§ **PROBLEM STATEMENT**: Turn the material into a numbered list, starting at the line that contains "A point belongs on each instance of the club" and ending at the last line of the material, with both ends included. Leave out any blank lines.

* * * * *

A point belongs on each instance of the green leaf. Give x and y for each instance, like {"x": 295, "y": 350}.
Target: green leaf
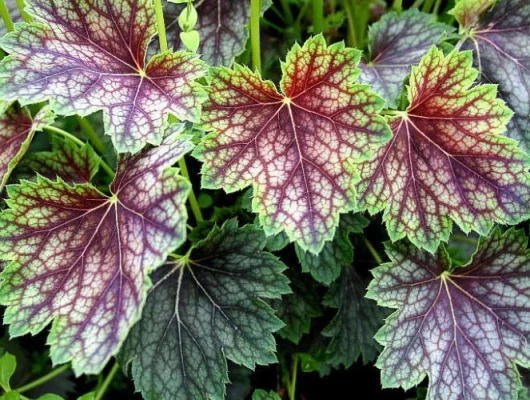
{"x": 465, "y": 327}
{"x": 357, "y": 320}
{"x": 263, "y": 395}
{"x": 204, "y": 309}
{"x": 8, "y": 366}
{"x": 326, "y": 266}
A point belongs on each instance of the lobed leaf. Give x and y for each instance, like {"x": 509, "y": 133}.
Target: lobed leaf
{"x": 447, "y": 160}
{"x": 80, "y": 258}
{"x": 501, "y": 44}
{"x": 16, "y": 132}
{"x": 203, "y": 310}
{"x": 396, "y": 42}
{"x": 464, "y": 327}
{"x": 296, "y": 148}
{"x": 87, "y": 56}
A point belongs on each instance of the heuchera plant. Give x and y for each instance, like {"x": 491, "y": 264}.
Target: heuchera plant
{"x": 176, "y": 211}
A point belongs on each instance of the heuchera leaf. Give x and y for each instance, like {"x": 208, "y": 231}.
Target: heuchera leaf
{"x": 203, "y": 310}
{"x": 296, "y": 148}
{"x": 66, "y": 160}
{"x": 502, "y": 53}
{"x": 326, "y": 266}
{"x": 357, "y": 320}
{"x": 447, "y": 160}
{"x": 464, "y": 327}
{"x": 81, "y": 258}
{"x": 397, "y": 42}
{"x": 16, "y": 132}
{"x": 91, "y": 56}
{"x": 222, "y": 26}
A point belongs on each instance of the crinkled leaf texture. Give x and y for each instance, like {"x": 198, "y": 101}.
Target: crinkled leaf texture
{"x": 222, "y": 27}
{"x": 205, "y": 310}
{"x": 326, "y": 266}
{"x": 357, "y": 320}
{"x": 81, "y": 258}
{"x": 296, "y": 148}
{"x": 463, "y": 327}
{"x": 16, "y": 132}
{"x": 501, "y": 44}
{"x": 66, "y": 160}
{"x": 397, "y": 42}
{"x": 90, "y": 56}
{"x": 447, "y": 160}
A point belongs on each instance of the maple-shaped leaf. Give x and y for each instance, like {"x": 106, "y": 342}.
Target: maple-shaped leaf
{"x": 66, "y": 160}
{"x": 396, "y": 42}
{"x": 204, "y": 309}
{"x": 222, "y": 26}
{"x": 501, "y": 44}
{"x": 357, "y": 320}
{"x": 16, "y": 132}
{"x": 447, "y": 160}
{"x": 80, "y": 258}
{"x": 296, "y": 148}
{"x": 91, "y": 56}
{"x": 326, "y": 266}
{"x": 464, "y": 327}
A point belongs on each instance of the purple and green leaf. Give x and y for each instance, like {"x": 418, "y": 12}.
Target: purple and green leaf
{"x": 296, "y": 148}
{"x": 90, "y": 56}
{"x": 500, "y": 40}
{"x": 17, "y": 128}
{"x": 204, "y": 309}
{"x": 447, "y": 160}
{"x": 80, "y": 258}
{"x": 397, "y": 42}
{"x": 464, "y": 327}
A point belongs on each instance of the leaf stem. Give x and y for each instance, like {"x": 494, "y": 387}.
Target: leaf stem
{"x": 25, "y": 16}
{"x": 91, "y": 134}
{"x": 160, "y": 25}
{"x": 106, "y": 383}
{"x": 43, "y": 379}
{"x": 80, "y": 143}
{"x": 4, "y": 12}
{"x": 254, "y": 33}
{"x": 378, "y": 259}
{"x": 195, "y": 208}
{"x": 318, "y": 16}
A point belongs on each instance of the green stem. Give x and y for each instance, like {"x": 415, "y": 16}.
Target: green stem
{"x": 160, "y": 25}
{"x": 373, "y": 251}
{"x": 48, "y": 377}
{"x": 91, "y": 134}
{"x": 318, "y": 16}
{"x": 106, "y": 383}
{"x": 80, "y": 143}
{"x": 4, "y": 12}
{"x": 254, "y": 33}
{"x": 351, "y": 39}
{"x": 195, "y": 208}
{"x": 427, "y": 6}
{"x": 25, "y": 16}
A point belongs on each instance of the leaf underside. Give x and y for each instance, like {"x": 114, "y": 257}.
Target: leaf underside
{"x": 80, "y": 258}
{"x": 201, "y": 313}
{"x": 295, "y": 148}
{"x": 447, "y": 160}
{"x": 463, "y": 327}
{"x": 90, "y": 56}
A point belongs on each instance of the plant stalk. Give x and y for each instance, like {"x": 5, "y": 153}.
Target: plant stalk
{"x": 255, "y": 13}
{"x": 43, "y": 379}
{"x": 318, "y": 16}
{"x": 4, "y": 12}
{"x": 106, "y": 383}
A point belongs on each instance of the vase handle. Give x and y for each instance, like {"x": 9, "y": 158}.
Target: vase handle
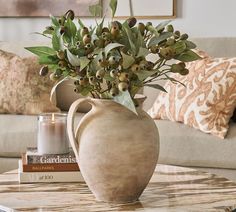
{"x": 70, "y": 124}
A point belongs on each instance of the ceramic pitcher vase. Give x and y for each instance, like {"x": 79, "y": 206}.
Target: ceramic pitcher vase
{"x": 116, "y": 149}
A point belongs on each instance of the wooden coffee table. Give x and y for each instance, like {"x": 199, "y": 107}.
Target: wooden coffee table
{"x": 171, "y": 188}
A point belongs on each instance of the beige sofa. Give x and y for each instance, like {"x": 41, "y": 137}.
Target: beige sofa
{"x": 180, "y": 144}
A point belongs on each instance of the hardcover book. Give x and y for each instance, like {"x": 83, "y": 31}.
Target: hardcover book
{"x": 48, "y": 177}
{"x": 48, "y": 167}
{"x": 33, "y": 157}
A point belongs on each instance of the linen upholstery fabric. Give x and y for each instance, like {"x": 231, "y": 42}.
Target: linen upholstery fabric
{"x": 208, "y": 100}
{"x": 22, "y": 90}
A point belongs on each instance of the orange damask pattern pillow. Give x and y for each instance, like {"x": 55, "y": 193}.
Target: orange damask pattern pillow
{"x": 22, "y": 90}
{"x": 208, "y": 100}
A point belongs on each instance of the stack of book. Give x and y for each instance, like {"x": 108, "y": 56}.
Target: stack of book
{"x": 34, "y": 168}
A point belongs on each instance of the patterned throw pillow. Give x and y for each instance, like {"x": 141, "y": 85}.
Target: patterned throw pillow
{"x": 22, "y": 90}
{"x": 208, "y": 100}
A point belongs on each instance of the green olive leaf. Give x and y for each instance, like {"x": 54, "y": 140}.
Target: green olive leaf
{"x": 56, "y": 43}
{"x": 81, "y": 23}
{"x": 187, "y": 56}
{"x": 143, "y": 52}
{"x": 189, "y": 44}
{"x": 85, "y": 90}
{"x": 127, "y": 60}
{"x": 142, "y": 75}
{"x": 54, "y": 20}
{"x": 84, "y": 62}
{"x": 73, "y": 59}
{"x": 111, "y": 46}
{"x": 125, "y": 99}
{"x": 95, "y": 10}
{"x": 48, "y": 60}
{"x": 107, "y": 77}
{"x": 41, "y": 50}
{"x": 99, "y": 27}
{"x": 162, "y": 25}
{"x": 179, "y": 47}
{"x": 156, "y": 86}
{"x": 70, "y": 28}
{"x": 130, "y": 36}
{"x": 113, "y": 6}
{"x": 153, "y": 30}
{"x": 157, "y": 39}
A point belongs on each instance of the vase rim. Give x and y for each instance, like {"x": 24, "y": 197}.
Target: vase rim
{"x": 137, "y": 97}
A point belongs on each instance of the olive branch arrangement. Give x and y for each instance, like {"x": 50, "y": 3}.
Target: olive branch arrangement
{"x": 111, "y": 61}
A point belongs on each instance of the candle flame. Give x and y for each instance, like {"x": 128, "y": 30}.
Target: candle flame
{"x": 53, "y": 117}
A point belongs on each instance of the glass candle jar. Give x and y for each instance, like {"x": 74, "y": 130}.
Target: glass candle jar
{"x": 52, "y": 134}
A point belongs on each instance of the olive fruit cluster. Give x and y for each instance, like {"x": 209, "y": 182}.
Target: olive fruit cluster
{"x": 99, "y": 69}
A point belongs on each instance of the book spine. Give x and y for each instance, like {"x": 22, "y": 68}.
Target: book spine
{"x": 45, "y": 159}
{"x": 48, "y": 177}
{"x": 50, "y": 167}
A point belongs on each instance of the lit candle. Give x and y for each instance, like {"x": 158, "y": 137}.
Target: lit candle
{"x": 52, "y": 134}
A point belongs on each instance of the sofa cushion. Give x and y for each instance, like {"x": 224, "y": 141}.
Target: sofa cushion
{"x": 17, "y": 132}
{"x": 183, "y": 145}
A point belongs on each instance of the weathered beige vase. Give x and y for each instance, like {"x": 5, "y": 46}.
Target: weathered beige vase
{"x": 117, "y": 150}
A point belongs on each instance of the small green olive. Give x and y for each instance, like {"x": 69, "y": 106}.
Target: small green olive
{"x": 100, "y": 74}
{"x": 62, "y": 63}
{"x": 113, "y": 73}
{"x": 103, "y": 63}
{"x": 70, "y": 14}
{"x": 115, "y": 31}
{"x": 76, "y": 82}
{"x": 99, "y": 43}
{"x": 43, "y": 71}
{"x": 83, "y": 81}
{"x": 92, "y": 80}
{"x": 182, "y": 64}
{"x": 177, "y": 34}
{"x": 61, "y": 55}
{"x": 143, "y": 65}
{"x": 53, "y": 77}
{"x": 170, "y": 42}
{"x": 184, "y": 36}
{"x": 124, "y": 77}
{"x": 84, "y": 31}
{"x": 112, "y": 60}
{"x": 131, "y": 21}
{"x": 135, "y": 68}
{"x": 185, "y": 71}
{"x": 154, "y": 49}
{"x": 62, "y": 20}
{"x": 167, "y": 53}
{"x": 86, "y": 39}
{"x": 114, "y": 91}
{"x": 58, "y": 73}
{"x": 123, "y": 86}
{"x": 141, "y": 28}
{"x": 62, "y": 30}
{"x": 106, "y": 35}
{"x": 170, "y": 28}
{"x": 105, "y": 29}
{"x": 176, "y": 68}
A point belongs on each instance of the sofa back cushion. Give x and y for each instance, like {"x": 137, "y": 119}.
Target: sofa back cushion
{"x": 208, "y": 100}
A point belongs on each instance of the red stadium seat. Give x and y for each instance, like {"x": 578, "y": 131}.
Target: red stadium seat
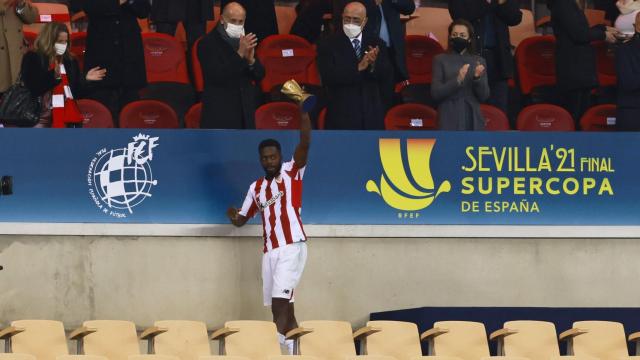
{"x": 278, "y": 116}
{"x": 285, "y": 57}
{"x": 79, "y": 46}
{"x": 94, "y": 114}
{"x": 164, "y": 58}
{"x": 148, "y": 114}
{"x": 420, "y": 51}
{"x": 599, "y": 118}
{"x": 606, "y": 62}
{"x": 322, "y": 118}
{"x": 535, "y": 62}
{"x": 192, "y": 118}
{"x": 411, "y": 117}
{"x": 198, "y": 78}
{"x": 494, "y": 118}
{"x": 545, "y": 117}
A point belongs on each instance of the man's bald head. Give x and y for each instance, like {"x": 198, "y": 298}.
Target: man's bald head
{"x": 234, "y": 13}
{"x": 354, "y": 13}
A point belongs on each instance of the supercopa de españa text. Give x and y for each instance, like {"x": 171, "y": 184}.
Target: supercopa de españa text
{"x": 562, "y": 167}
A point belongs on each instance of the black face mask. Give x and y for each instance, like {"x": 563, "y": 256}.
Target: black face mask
{"x": 459, "y": 44}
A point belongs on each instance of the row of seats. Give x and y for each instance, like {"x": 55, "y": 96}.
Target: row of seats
{"x": 330, "y": 340}
{"x": 286, "y": 116}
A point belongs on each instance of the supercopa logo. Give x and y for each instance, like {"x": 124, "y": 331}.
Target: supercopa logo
{"x": 120, "y": 179}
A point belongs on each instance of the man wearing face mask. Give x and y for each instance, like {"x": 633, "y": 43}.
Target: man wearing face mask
{"x": 352, "y": 64}
{"x": 628, "y": 70}
{"x": 230, "y": 69}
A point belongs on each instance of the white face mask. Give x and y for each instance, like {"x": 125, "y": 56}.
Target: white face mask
{"x": 60, "y": 49}
{"x": 234, "y": 31}
{"x": 351, "y": 30}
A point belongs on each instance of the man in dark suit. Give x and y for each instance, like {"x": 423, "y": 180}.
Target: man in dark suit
{"x": 261, "y": 16}
{"x": 230, "y": 69}
{"x": 491, "y": 20}
{"x": 114, "y": 43}
{"x": 194, "y": 14}
{"x": 351, "y": 64}
{"x": 384, "y": 23}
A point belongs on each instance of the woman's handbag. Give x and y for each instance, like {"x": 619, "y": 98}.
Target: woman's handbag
{"x": 18, "y": 107}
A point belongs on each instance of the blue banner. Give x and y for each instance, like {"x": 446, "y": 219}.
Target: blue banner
{"x": 192, "y": 176}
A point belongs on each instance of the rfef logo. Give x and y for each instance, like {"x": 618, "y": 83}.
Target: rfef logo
{"x": 396, "y": 188}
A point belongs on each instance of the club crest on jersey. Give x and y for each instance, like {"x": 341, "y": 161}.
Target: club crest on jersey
{"x": 271, "y": 201}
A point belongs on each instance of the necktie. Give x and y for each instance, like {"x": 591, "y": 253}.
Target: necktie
{"x": 356, "y": 47}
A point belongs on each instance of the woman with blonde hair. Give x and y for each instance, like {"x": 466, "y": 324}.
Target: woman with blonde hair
{"x": 51, "y": 72}
{"x": 13, "y": 14}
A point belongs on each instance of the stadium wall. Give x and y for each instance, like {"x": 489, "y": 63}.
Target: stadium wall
{"x": 214, "y": 279}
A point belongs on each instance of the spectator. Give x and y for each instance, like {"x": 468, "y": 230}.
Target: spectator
{"x": 230, "y": 70}
{"x": 351, "y": 63}
{"x": 491, "y": 20}
{"x": 309, "y": 23}
{"x": 575, "y": 57}
{"x": 114, "y": 43}
{"x": 384, "y": 23}
{"x": 50, "y": 72}
{"x": 628, "y": 70}
{"x": 460, "y": 81}
{"x": 628, "y": 11}
{"x": 261, "y": 16}
{"x": 194, "y": 14}
{"x": 13, "y": 14}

* * * * *

§ **REPLY**:
1. A point belongs on each instance of the club crest on jersey. Give x and y for each instance, like {"x": 341, "y": 161}.
2. Target: club crest on jersey
3. {"x": 271, "y": 201}
4. A point belongs on each instance of the necktie. Give x and y for each instance, like {"x": 591, "y": 253}.
5. Target: necktie
6. {"x": 356, "y": 47}
7. A point belongs on each instance of the woman with blonde hair. Give x and y for each instance, like {"x": 466, "y": 324}.
8. Target: woman with blonde hair
9. {"x": 51, "y": 72}
10. {"x": 13, "y": 14}
11. A point belongs on each instance of the stadium wall. Give x and y for each instance, like {"x": 489, "y": 63}.
12. Target: stadium wall
13. {"x": 214, "y": 279}
14. A point belongs on each instance of the spectator. Give x and y for each instance, like {"x": 468, "y": 230}.
15. Target: spectator
16. {"x": 230, "y": 70}
17. {"x": 351, "y": 63}
18. {"x": 491, "y": 20}
19. {"x": 309, "y": 23}
20. {"x": 575, "y": 57}
21. {"x": 114, "y": 43}
22. {"x": 384, "y": 23}
23. {"x": 50, "y": 72}
24. {"x": 628, "y": 70}
25. {"x": 460, "y": 81}
26. {"x": 628, "y": 11}
27. {"x": 261, "y": 16}
28. {"x": 194, "y": 14}
29. {"x": 13, "y": 14}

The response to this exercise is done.